***** Record list

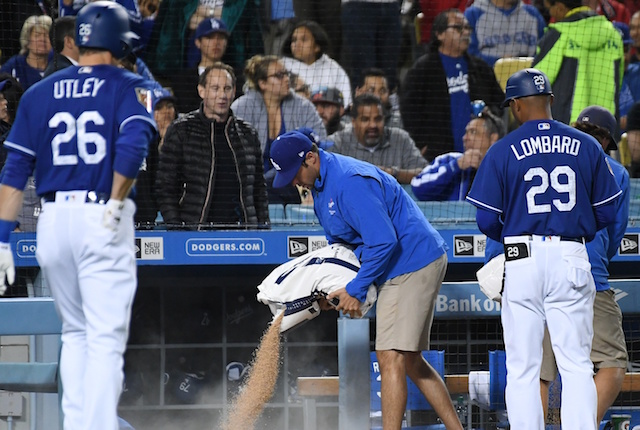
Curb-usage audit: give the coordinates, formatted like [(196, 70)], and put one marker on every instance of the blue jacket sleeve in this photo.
[(365, 210), (489, 223)]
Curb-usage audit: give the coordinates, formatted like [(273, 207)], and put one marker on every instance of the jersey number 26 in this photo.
[(78, 128)]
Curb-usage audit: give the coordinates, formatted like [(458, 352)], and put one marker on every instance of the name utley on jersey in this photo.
[(545, 178), (77, 126)]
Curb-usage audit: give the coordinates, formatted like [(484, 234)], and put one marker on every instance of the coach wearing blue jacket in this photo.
[(361, 206)]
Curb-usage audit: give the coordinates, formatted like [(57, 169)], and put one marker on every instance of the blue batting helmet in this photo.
[(526, 82), (105, 25)]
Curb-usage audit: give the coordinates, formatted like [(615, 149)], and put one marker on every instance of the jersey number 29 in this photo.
[(78, 128), (567, 186)]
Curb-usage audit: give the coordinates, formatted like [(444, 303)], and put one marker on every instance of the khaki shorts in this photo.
[(406, 306), (608, 349)]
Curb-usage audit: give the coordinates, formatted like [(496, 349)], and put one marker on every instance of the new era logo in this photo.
[(629, 244), (463, 245), (298, 246)]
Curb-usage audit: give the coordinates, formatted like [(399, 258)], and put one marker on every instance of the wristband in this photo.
[(6, 227)]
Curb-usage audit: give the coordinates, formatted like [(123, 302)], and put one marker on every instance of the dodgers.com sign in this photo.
[(215, 247)]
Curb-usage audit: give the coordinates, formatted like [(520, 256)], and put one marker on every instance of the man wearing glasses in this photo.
[(437, 92), (450, 175)]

**********

→ **Short task**: Turn the lines above into a numbered list, starting at the line that contains "jacket in this photo." and ending at the last line, with blank lines left out.

→ **Answer in full**:
1. Curb-usage audit: give the coordinates, formatted like [(484, 234)], and put one marker on every instance of the coach wearing blue jacket in this photo.
2. [(361, 206)]
3. Curb-usage audit: give the coordinates, formatted like [(57, 169)], and put one marker on every instance of the blue batting helmet in this photo.
4. [(526, 82), (105, 25)]
5. Curb-usage audit: give the coordinates, formatted like [(615, 149)], and put one marker on every instance of the jersey number 29 in this photo.
6. [(78, 128), (567, 186)]
7. Curb-usage audit: give the coordinates, formatted like [(444, 303)], and put one marker on every instance of the khaki shorts in this photo.
8. [(406, 306), (608, 349)]
9. Curb-usage audit: give the coordinates, formatted like [(496, 349)], and put one marker on every instance of the new era logo in this photo.
10. [(629, 244), (463, 245), (298, 246)]
11. Curb-usage audit: give the coordinates, formatted like [(399, 258)], and put one marker on every instance of the wristband in this photo.
12. [(6, 227)]
13. Curb-usage audit: give the coordinates, formatted like [(123, 302)], and put one marker on every instance of the dodgers.com sign in this photo.
14. [(215, 247)]
15. Curb-usage audit: give the coordinates, formatted like [(520, 256)], and put one marker on every instance of the man wearing glasses in this photo.
16. [(437, 92), (450, 175)]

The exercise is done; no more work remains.